____ RECORD EXCERPTS

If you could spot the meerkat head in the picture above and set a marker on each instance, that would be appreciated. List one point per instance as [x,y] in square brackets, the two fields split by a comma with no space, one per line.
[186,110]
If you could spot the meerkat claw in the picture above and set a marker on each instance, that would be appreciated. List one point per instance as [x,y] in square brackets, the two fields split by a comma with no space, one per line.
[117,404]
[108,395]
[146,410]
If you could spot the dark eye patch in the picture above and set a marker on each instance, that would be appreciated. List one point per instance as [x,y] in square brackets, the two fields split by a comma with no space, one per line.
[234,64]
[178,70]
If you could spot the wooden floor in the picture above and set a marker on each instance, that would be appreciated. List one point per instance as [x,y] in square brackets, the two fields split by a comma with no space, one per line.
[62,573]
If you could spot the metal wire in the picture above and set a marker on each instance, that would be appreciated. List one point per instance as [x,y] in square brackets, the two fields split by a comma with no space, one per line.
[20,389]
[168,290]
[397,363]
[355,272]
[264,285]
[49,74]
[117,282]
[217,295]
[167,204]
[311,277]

________

EXERCISE REQUIREMENTS: Using the data above, repeat every line exactly.

RESPONSE:
If you could spot the meerkat head in the picture above and set a marker on each instance, that would be appreciated. List one point per instance as [x,y] in square brackets, the two fields split by a comma with no space, one per line.
[186,110]
If you could spot the meerkat claw in the picture above and set a marker on each instance, that would be appreciated. List one point per instance as [x,y] in square brackets, the two fields split by a comma with no space, one per line.
[117,404]
[108,395]
[146,410]
If you could spot the dark eye patch in the picture above and set a marker on each instance, that would be appreciated. List one point per instance as [x,y] in square brackets, the two fields split by a comma with no space, one per line.
[234,64]
[178,70]
If you could spot the wooden floor in the picture above and set a marker on each instance, that would be appreciated. List one point per instance as [x,y] in square brackets, the two fields split by a comma with no space, one per line.
[62,573]
If you could spot the metal wire in the picture above and set a marker on each instance, that would be appreciated. List one point per instance as [x,y] in square brackets, the two fields split by a comma with no space, one per line.
[20,389]
[168,290]
[397,363]
[355,272]
[264,285]
[49,74]
[117,282]
[217,295]
[167,204]
[311,277]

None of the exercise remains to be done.